(Supplied text Opens)
Information Retrieval and Text Mining
Full course description
Using today’s search engines allows us to find the needle in the haystack much easier than before. But how do you find out what the needle looks like and where the haystack is? That is exactly the problem we will discuss in this course. An important difference with standard information retrieval (search) techniques is that they require a user to know what he or she is looking for, while text mining attempts to discover information that is not known beforehand. This is very relevant, for example, in criminal investigations, legal discovery, (business) intelligence, sentiment- & emotion mining or clinical research. Text mining refers generally to the process of extracting interesting and non-trivial information and knowledge from unstructured text. Text mining encompasses several computer science disciplines with a strong orientation towards artificial intelligence in general, including but not limited to information retrieval (building a search engine), statistical pattern recognition, natural language processing, information extraction and different methods of machine learning (including deep learning), clustering and ultimately integrating it all using advanced data visualization and chatbots to make the search experience easier and better.
In this course we will also discuss ethical aspect of using Artificial Intelligence for the above tasks, including the need for eXplainable AI (XAI), training deep-learning large language-models more energy efficient, and several ethical problems that may arise related to bias, legal, regulatory and privacy challenges.
This course is closely related with the course Advanced Natural Language Processing (ANLP). In the ANLP course, the focus is more on advanced methods and architectures to deal with complex natural language tasks such as machine translation, and Q&A systems. IRTM focusses more on building search engines and using text-analytics to improve the search experience. In the IRTM course, we will use a number of the architectures that are discussed in more detail in ANLP. The overlap between the two courses is kept to a minimum. There is no need to follow the courses in a specific order.
Introduction to Information Retrieval. Christopher D. Manning, Prabhakar Raghavan and Hinrich Schütze. Cambridge University Press, 2008. In bookstore and online: http://informationretrieval.org.
(Supplied text Closes)
(Extracted material Opens)
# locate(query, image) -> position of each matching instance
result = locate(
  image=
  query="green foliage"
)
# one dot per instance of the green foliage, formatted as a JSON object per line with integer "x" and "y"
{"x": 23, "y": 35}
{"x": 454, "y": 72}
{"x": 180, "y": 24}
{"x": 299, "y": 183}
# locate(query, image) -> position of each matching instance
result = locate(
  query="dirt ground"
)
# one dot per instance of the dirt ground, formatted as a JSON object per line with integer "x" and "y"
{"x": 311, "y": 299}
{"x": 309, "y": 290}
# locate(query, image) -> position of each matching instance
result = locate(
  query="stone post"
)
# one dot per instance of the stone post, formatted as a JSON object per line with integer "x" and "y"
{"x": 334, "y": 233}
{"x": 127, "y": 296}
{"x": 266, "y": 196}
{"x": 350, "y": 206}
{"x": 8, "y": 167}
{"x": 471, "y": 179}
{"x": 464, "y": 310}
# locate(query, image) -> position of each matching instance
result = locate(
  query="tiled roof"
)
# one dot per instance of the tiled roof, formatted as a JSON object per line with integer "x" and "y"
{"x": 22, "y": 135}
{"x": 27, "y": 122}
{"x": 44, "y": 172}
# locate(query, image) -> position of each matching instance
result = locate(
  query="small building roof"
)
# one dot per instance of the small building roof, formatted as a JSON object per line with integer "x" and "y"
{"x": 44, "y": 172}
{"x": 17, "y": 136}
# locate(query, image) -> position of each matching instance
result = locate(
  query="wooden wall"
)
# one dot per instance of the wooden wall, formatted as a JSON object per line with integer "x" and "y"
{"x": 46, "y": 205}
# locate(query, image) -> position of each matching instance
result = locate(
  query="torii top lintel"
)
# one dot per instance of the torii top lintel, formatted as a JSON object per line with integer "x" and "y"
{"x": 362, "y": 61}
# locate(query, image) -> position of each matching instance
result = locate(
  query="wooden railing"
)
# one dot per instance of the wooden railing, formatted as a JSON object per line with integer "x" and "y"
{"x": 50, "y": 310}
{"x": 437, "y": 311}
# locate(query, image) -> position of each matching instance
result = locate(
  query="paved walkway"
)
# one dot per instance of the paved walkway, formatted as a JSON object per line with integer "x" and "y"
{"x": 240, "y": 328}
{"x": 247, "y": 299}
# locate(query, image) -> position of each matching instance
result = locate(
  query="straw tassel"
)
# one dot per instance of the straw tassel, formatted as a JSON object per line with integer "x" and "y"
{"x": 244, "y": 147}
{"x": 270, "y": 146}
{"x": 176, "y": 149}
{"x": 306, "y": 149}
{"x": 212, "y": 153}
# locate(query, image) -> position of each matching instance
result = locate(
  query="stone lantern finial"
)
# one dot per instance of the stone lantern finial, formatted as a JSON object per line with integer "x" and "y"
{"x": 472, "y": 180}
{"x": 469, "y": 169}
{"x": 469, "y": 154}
(Extracted material Closes)
**How to complete this task:**
Give the course description above again in full, word for word.

**Solution:**
Information Retrieval and Text Mining
Full course description
Using today’s search engines allows us to find the needle in the haystack much easier than before. But how do you find out what the needle looks like and where the haystack is? That is exactly the problem we will discuss in this course. An important difference with standard information retrieval (search) techniques is that they require a user to know what he or she is looking for, while text mining attempts to discover information that is not known beforehand. This is very relevant, for example, in criminal investigations, legal discovery, (business) intelligence, sentiment- & emotion mining or clinical research. Text mining refers generally to the process of extracting interesting and non-trivial information and knowledge from unstructured text. Text mining encompasses several computer science disciplines with a strong orientation towards artificial intelligence in general, including but not limited to information retrieval (building a search engine), statistical pattern recognition, natural language processing, information extraction and different methods of machine learning (including deep learning), clustering and ultimately integrating it all using advanced data visualization and chatbots to make the search experience easier and better.
In this course we will also discuss ethical aspect of using Artificial Intelligence for the above tasks, including the need for eXplainable AI (XAI), training deep-learning large language-models more energy efficient, and several ethical problems that may arise related to bias, legal, regulatory and privacy challenges.
This course is closely related with the course Advanced Natural Language Processing (ANLP). In the ANLP course, the focus is more on advanced methods and architectures to deal with complex natural language tasks such as machine translation, and Q&A systems. IRTM focusses more on building search engines and using text-analytics to improve the search experience. In the IRTM course, we will use a number of the architectures that are discussed in more detail in ANLP. The overlap between the two courses is kept to a minimum. There is no need to follow the courses in a specific order.
Introduction to Information Retrieval. Christopher D. Manning, Prabhakar Raghavan and Hinrich Schütze. Cambridge University Press, 2008. In bookstore and online: http://informationretrieval.org.